> _SOURCE TEXT_
========================================

The new Intel Coffee Lake CPUs are here. There are some stunning gaming chips among them, but damn, they are hard to get hold of right now. That’s going to be the case for months, so a pre-built Coffee Lake PC is likely to get you one of Intel’s six-core stunners quicker than if you try and upgrade.
You’ll need a quality screen to go with your new PC, so check out our pick of the best gaming monitors around today.
As Intel brought the release forward by such an unprecedented amount of time, there was precious little CPU stock available at launch, with even the biggest retailers only getting a handful of each Coffee Lake SKU. Stock isn’t expected to start trickling back in until mid-November, with free-flowing availability likely to be held up until December.
A lot of those chips are going to be used to fill out the orders of pre-built machines that system integrators are putting together, rather than necessarily being made available for upgraders.

========================================

> _TASK TO CARRY OUT_
State whether each statement agrees with the Coffee Lake article, answering yes or no and quoting the words that settle it: (a) Intel pushed the Coffee Lake release later than planned. (b) At launch, the largest retailers received only a few units of each Coffee Lake SKU. (c) Stock is not expected to begin returning before mid-November.

Collected data:
========================================

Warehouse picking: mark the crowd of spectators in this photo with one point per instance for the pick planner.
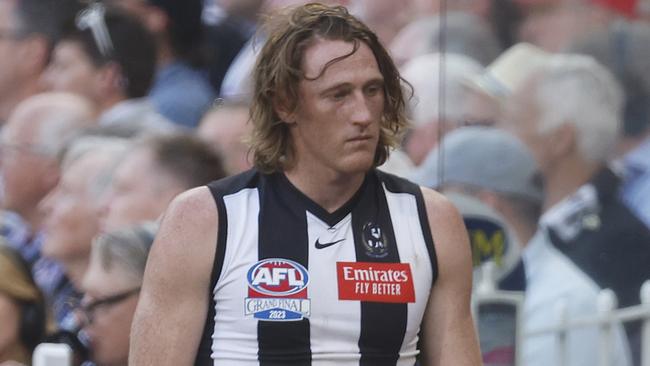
(539, 110)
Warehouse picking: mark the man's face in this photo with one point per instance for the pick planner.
(71, 70)
(336, 124)
(27, 169)
(71, 209)
(139, 191)
(109, 320)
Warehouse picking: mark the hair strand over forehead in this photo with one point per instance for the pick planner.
(278, 72)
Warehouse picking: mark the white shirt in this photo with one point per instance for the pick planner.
(552, 277)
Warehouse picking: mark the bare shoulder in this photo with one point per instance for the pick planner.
(187, 235)
(443, 215)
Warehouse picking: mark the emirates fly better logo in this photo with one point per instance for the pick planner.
(277, 290)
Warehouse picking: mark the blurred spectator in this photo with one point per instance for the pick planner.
(224, 128)
(498, 169)
(111, 286)
(71, 212)
(31, 141)
(22, 309)
(227, 36)
(109, 57)
(158, 169)
(460, 33)
(430, 114)
(625, 49)
(568, 112)
(180, 92)
(28, 31)
(384, 17)
(555, 24)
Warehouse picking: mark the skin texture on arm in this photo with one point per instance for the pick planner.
(448, 332)
(173, 303)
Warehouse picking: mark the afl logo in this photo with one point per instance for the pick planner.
(277, 277)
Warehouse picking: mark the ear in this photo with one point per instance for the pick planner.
(563, 141)
(284, 111)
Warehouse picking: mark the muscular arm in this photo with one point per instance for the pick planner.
(448, 328)
(172, 309)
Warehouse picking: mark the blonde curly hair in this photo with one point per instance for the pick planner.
(278, 72)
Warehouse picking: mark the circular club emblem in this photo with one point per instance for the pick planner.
(277, 277)
(374, 240)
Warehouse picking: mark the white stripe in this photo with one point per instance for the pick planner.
(235, 337)
(334, 324)
(413, 250)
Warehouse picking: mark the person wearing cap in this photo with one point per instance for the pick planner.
(22, 309)
(429, 116)
(567, 113)
(497, 168)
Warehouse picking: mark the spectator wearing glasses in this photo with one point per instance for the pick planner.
(29, 144)
(109, 57)
(27, 31)
(111, 286)
(71, 216)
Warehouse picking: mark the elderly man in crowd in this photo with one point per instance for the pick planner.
(112, 286)
(30, 141)
(157, 170)
(568, 112)
(71, 217)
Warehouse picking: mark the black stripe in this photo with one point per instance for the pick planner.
(426, 232)
(383, 325)
(203, 355)
(282, 234)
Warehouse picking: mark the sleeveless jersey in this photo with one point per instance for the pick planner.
(293, 284)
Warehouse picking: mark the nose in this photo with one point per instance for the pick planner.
(361, 113)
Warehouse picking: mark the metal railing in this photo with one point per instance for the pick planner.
(606, 320)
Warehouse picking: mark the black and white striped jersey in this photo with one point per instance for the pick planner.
(293, 284)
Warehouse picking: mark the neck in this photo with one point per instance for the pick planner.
(329, 190)
(566, 177)
(75, 270)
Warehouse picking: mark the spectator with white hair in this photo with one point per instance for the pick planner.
(111, 289)
(31, 141)
(568, 112)
(158, 169)
(71, 216)
(429, 115)
(497, 168)
(623, 48)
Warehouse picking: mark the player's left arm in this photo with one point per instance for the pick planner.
(449, 337)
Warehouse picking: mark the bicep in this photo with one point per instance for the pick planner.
(172, 309)
(448, 328)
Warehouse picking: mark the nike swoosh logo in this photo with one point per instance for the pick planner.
(325, 245)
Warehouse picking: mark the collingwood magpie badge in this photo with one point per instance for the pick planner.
(374, 240)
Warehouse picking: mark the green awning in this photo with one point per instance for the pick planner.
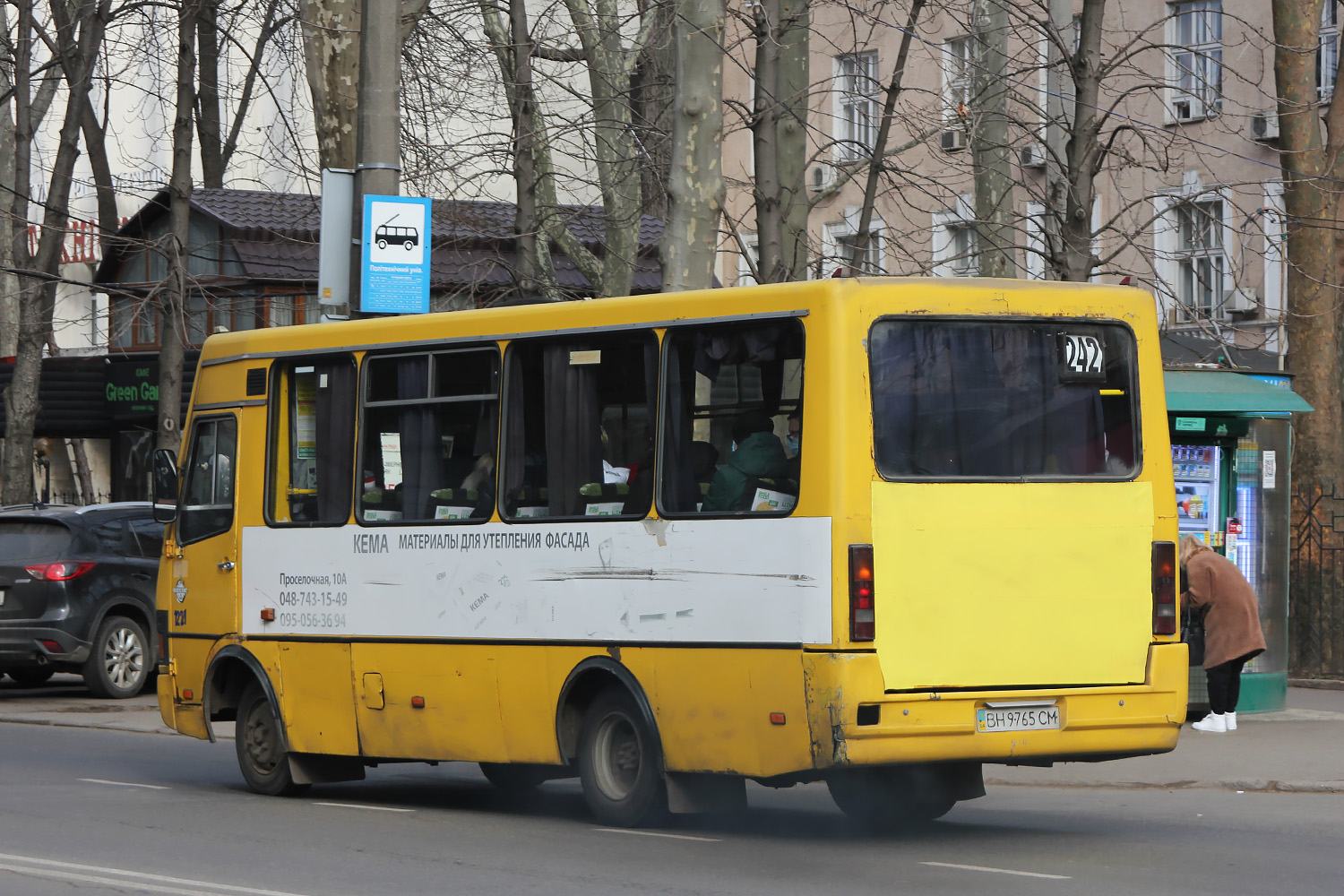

========================================

> _COMPLETED EXERCISE_
(a) No: "Intel brought the release forward by such an unprecedented amount of time"
(b) Yes: "even the biggest retailers only getting a handful of each Coffee Lake SKU"
(c) Yes: "Stock isn’t expected to start trickling back in until mid-November"